Page extract:
The high-level privacy obligations have “ongoing” commitments for organizations, dictated by privacy guidelines. These obligations describe what the acceptable behaviors and best practices are that are to be enforced to maintain privacy. More refined privacy obligations can still impose commitments over a significant number of years, for example in health care, financial and criminal contexts, where data retention laws must be applied.
Important issues are need to be considered when dealing with the management and enforcement of privacy obligations:
- The aspects of privacy obligations need to be modeled, which data is affected by the obligation, the events and conditions that trigger the fulfillment of an obligation, and the actions that are to be carried on.
- The association of privacy obligations to the targeted confidential data must be strong and this aspect is particularly challenging in dynamic environments where confidential data can be processed, moved around or sent to other parties. And the breakage of the association of data to their associated privacy obligations is a violation.
- The explicit management of accountability is fundamental to ensure that the enforcement of privacy obligations is carried on with clear responsibilities of the involved parties.
- Complexity and cost of instrumenting applications and services involves that as long as possible, a privacy obligation framework should be adopted in a way that requires a minimum impact on applications and services.
The management of privacy obligation is important for enterprises and organizations to preserve their reputation, brand, which in result, increases the customer satisfaction too. The privacy obligation must be compliant with legislation and customers’ requirements to increase business opportunities.

Stated problem 1:
Extract the passage on privacy obligations from "The management of" to "increase business opportunities.", copying it word for word.

Dataset excerpts:
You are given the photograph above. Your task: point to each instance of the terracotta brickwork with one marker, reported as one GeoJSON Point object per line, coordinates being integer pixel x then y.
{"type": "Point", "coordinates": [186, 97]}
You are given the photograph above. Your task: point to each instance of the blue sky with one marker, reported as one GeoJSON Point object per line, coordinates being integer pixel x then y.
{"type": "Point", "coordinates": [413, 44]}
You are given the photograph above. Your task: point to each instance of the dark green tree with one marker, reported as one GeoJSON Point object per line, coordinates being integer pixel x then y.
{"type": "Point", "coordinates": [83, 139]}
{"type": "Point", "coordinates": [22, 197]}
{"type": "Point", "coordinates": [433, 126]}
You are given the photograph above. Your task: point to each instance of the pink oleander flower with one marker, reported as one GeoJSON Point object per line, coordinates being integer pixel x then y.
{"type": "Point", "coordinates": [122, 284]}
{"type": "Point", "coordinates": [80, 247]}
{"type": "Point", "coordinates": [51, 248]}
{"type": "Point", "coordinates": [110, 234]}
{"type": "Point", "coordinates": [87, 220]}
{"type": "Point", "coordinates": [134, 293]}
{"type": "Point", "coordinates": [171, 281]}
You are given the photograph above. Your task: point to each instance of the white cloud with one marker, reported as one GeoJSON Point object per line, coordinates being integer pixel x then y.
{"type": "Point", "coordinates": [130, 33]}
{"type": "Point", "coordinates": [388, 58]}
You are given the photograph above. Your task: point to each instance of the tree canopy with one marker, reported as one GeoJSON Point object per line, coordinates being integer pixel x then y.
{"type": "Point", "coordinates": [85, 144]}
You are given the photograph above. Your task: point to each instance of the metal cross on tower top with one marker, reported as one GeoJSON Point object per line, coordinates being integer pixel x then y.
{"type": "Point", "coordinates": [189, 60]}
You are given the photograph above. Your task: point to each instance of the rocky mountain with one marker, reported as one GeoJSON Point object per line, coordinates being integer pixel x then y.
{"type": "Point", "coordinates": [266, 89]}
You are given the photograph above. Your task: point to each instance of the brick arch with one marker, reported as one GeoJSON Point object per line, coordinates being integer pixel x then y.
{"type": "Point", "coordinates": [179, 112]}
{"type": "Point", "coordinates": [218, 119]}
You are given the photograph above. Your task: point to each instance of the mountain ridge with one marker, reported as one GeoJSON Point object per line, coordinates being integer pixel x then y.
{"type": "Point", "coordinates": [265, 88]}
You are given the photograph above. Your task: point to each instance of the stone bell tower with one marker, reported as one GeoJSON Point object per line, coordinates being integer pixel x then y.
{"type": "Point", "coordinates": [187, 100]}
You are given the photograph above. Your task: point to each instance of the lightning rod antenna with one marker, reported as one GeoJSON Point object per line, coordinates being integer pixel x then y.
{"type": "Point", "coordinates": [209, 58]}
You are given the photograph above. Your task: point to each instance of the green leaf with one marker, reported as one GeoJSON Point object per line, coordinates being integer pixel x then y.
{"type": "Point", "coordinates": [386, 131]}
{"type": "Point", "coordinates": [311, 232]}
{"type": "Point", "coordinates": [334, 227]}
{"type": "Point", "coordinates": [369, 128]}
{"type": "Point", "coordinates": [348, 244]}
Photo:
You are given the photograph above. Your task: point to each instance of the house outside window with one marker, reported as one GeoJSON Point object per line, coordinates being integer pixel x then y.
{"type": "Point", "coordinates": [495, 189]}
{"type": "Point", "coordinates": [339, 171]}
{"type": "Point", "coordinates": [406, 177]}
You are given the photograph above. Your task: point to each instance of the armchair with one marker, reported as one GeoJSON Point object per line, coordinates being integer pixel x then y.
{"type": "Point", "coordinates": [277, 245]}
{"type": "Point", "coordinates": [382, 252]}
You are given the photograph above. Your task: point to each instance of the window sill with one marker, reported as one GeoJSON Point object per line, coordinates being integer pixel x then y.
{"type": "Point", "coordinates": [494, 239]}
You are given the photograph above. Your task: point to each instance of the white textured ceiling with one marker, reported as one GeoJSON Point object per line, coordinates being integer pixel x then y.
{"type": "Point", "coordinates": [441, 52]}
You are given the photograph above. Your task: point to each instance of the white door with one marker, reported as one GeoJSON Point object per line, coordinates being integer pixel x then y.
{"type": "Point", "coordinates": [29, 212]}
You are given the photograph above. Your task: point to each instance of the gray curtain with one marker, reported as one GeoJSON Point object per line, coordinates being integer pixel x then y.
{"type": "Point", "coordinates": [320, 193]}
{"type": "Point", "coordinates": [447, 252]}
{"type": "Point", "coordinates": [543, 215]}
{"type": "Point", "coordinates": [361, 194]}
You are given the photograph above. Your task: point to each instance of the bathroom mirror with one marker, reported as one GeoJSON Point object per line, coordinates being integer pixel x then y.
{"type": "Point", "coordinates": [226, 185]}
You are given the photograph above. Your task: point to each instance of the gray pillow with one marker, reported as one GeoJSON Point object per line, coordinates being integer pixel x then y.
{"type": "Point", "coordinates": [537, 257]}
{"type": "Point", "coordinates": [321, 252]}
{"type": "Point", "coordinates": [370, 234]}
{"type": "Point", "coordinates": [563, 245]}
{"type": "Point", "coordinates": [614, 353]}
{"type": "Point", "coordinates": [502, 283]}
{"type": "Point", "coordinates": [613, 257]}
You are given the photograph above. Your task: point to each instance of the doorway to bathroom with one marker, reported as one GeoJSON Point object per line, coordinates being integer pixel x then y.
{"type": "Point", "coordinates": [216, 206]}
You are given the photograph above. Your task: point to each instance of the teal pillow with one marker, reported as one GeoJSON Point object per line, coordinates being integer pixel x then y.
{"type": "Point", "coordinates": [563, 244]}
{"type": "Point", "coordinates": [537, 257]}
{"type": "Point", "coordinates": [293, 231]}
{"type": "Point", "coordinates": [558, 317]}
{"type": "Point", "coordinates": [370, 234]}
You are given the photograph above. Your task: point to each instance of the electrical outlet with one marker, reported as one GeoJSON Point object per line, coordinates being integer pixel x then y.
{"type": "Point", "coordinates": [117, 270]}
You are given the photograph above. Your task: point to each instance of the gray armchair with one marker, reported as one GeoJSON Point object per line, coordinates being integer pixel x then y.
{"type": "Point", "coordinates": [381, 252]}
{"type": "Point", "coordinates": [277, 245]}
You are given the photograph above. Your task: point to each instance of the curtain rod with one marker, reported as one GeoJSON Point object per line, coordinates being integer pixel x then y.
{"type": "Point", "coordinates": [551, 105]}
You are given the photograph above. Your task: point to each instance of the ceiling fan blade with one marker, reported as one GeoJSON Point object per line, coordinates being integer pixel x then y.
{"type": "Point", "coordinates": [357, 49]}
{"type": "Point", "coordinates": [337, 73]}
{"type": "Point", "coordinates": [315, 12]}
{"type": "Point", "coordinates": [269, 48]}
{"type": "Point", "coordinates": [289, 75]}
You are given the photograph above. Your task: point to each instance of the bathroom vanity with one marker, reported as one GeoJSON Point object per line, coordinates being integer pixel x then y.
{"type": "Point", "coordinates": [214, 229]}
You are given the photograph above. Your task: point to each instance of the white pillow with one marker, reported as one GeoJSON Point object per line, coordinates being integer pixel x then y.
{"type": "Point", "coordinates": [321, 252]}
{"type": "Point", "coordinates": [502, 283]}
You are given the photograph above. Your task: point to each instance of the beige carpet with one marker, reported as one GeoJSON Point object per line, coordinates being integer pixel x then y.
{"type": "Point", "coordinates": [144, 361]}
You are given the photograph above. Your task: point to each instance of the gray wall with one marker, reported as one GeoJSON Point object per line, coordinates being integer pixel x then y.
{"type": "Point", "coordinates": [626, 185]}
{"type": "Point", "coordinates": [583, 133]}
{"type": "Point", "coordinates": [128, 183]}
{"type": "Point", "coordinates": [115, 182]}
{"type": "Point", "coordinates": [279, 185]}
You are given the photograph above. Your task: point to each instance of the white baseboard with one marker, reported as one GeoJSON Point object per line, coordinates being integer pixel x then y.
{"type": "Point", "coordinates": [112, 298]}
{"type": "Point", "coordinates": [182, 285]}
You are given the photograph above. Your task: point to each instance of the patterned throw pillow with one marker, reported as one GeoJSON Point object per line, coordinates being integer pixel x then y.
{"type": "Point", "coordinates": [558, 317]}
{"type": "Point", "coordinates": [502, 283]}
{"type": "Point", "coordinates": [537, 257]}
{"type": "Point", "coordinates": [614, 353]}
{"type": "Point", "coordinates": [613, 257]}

Stated problem 2:
Filter the records down to each line that contains the string "tower". Case counts.

Exercise output 1:
The management of privacy obligation is important for enterprises and organizations to preserve their reputation, brand, which in result, increases the customer satisfaction too. The privacy obligation must be compliant with legislation and customers’ requirements to increase business opportunities.

Exercise output 2:
You are given the photograph above. Your task: point to each instance of the metal cross on tower top with one marker, reported as one GeoJSON Point object per line, coordinates being integer pixel x then y.
You are given the photograph above. Your task: point to each instance of the stone bell tower with one marker, reported as one GeoJSON Point object per line, coordinates being integer pixel x then y.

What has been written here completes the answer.